**Task requirements**
Set all the entries down once more, with nothing altered.
*** Recorded data Section Begins ***
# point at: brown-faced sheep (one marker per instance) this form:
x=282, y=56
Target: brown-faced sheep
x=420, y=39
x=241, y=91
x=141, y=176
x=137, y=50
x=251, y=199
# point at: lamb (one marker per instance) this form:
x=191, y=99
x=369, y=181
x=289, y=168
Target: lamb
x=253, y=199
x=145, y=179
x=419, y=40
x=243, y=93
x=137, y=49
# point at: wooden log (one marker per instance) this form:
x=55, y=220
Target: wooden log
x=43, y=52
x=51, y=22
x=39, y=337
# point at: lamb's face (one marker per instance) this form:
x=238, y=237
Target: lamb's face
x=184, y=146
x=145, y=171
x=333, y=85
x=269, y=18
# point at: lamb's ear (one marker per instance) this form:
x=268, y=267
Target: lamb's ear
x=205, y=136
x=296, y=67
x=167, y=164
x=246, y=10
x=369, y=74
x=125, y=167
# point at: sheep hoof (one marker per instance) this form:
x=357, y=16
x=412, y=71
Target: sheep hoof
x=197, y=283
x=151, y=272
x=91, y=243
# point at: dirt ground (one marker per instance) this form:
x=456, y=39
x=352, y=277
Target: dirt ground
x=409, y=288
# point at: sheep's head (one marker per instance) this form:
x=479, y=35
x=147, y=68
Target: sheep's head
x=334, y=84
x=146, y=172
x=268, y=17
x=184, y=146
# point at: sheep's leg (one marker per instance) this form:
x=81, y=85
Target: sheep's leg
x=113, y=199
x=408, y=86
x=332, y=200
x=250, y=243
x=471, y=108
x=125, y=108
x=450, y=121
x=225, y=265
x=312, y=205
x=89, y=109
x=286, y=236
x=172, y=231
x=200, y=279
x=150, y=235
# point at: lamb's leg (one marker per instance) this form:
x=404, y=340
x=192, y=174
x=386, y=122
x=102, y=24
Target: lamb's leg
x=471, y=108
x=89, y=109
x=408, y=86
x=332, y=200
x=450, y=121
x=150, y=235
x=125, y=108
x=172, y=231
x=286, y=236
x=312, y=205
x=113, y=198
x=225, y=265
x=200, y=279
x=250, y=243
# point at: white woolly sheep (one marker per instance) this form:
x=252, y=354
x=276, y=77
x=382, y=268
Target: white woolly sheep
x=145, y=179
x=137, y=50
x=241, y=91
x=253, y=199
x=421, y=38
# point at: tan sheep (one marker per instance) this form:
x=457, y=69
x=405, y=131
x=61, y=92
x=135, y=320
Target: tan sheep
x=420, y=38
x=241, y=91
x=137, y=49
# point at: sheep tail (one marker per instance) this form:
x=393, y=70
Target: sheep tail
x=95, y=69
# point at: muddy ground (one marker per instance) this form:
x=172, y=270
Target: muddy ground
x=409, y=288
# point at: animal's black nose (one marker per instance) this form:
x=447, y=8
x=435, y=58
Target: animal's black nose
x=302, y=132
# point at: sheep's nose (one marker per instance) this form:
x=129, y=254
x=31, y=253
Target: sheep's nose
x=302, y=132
*** Recorded data Section Ends ***
**Your solution**
# point at: brown-faced sheep (one marker per instance) this form:
x=282, y=56
Target: brown-faced sheep
x=420, y=39
x=241, y=91
x=141, y=176
x=137, y=50
x=251, y=199
# point at: lamb (one marker per instance) this form:
x=191, y=99
x=369, y=181
x=289, y=168
Target: lamb
x=253, y=199
x=145, y=179
x=419, y=40
x=243, y=93
x=137, y=49
# point at: wooden log (one marker per instance) this form:
x=55, y=220
Target: wooden log
x=43, y=52
x=51, y=22
x=39, y=337
# point at: lamb's face (one marker per instance) this form:
x=238, y=237
Target: lamb's face
x=184, y=146
x=145, y=171
x=333, y=85
x=269, y=18
# point at: lamb's ear (one marker per instance) this form:
x=268, y=267
Target: lamb's ear
x=205, y=136
x=296, y=67
x=167, y=164
x=246, y=10
x=369, y=74
x=125, y=167
# point at: sheep hoof (one marker per instance) this form:
x=357, y=16
x=412, y=71
Target: sheep hoof
x=197, y=283
x=151, y=272
x=91, y=243
# point at: dirt ground (one marker per instance) this form:
x=456, y=39
x=352, y=277
Target: dirt ground
x=409, y=288
# point at: sheep's head (one marker per instance) this form:
x=479, y=35
x=147, y=68
Target: sheep's head
x=334, y=84
x=146, y=172
x=268, y=17
x=184, y=146
# point at: sheep's leg (one marker per instance) this form:
x=81, y=85
Target: sheep's leg
x=113, y=199
x=408, y=86
x=332, y=200
x=250, y=243
x=471, y=108
x=125, y=108
x=450, y=121
x=225, y=265
x=312, y=205
x=89, y=109
x=286, y=236
x=172, y=231
x=200, y=279
x=150, y=235
# point at: lamb's leg (one marker per instance) this form:
x=404, y=340
x=192, y=174
x=386, y=122
x=102, y=24
Target: lamb's leg
x=471, y=108
x=89, y=109
x=408, y=86
x=332, y=200
x=450, y=121
x=150, y=235
x=125, y=108
x=172, y=231
x=286, y=236
x=312, y=205
x=113, y=198
x=225, y=265
x=200, y=279
x=250, y=243
# point at: white woolly sheep (one marker per instance) this form:
x=252, y=354
x=276, y=77
x=382, y=268
Target: white woolly sheep
x=145, y=179
x=137, y=50
x=241, y=91
x=253, y=199
x=421, y=38
# point at: tan sheep (one marker per instance) this form:
x=457, y=69
x=405, y=131
x=61, y=92
x=135, y=320
Target: tan sheep
x=420, y=38
x=241, y=91
x=137, y=49
# point at: sheep tail (one marker per instance) this form:
x=393, y=70
Target: sheep tail
x=95, y=69
# point at: muddy ground (one marker per instance) this form:
x=172, y=270
Target: muddy ground
x=409, y=288
# point at: animal's black nose (one marker per instance) this form:
x=447, y=8
x=435, y=58
Target: animal's black nose
x=302, y=132
# point at: sheep's nose (one marker per instance) this form:
x=129, y=254
x=31, y=253
Target: sheep's nose
x=302, y=132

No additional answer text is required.